* Exercise goal *
Reproduce the records below word for word.

* Information shown *
■ ■ ■ ■
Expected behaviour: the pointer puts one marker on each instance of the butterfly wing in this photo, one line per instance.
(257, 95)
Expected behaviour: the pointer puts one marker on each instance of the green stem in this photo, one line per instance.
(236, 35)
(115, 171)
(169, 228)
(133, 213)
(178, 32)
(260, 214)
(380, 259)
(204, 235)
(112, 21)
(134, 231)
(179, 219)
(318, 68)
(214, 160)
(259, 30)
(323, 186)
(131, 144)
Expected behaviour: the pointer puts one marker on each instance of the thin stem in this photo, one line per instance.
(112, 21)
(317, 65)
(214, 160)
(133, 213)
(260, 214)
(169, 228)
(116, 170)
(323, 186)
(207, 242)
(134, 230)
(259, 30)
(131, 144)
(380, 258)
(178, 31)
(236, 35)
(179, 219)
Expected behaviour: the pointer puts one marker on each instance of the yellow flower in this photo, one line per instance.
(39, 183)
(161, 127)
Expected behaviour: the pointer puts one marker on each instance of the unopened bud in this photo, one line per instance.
■ ■ ■ ■
* Solution *
Expected behaviour: the pointer puts one marker on each instance of the butterfly wing in this photo, one line per instance.
(257, 95)
Expected behaviour: the pointer puts one marker on each instance of the green stem in this photo, one line per instance.
(236, 35)
(115, 171)
(169, 228)
(133, 213)
(178, 32)
(260, 214)
(380, 259)
(204, 235)
(112, 21)
(134, 231)
(179, 219)
(318, 68)
(214, 160)
(259, 30)
(323, 186)
(131, 144)
Expected behaviour: the pointer puts one marker on each instance of the thin stem in this photo, one line per instance.
(112, 21)
(317, 65)
(214, 160)
(133, 213)
(260, 214)
(169, 228)
(116, 170)
(323, 186)
(207, 242)
(134, 230)
(259, 30)
(131, 144)
(380, 258)
(178, 31)
(236, 35)
(179, 219)
Expected behaviour: the pointer puts one marker on each instance of the yellow flower in this photo, one line per instance.
(39, 183)
(161, 127)
Expected behaviour: the pointer puts one marker on each instance of the unopened bud in this photo, one line per instance.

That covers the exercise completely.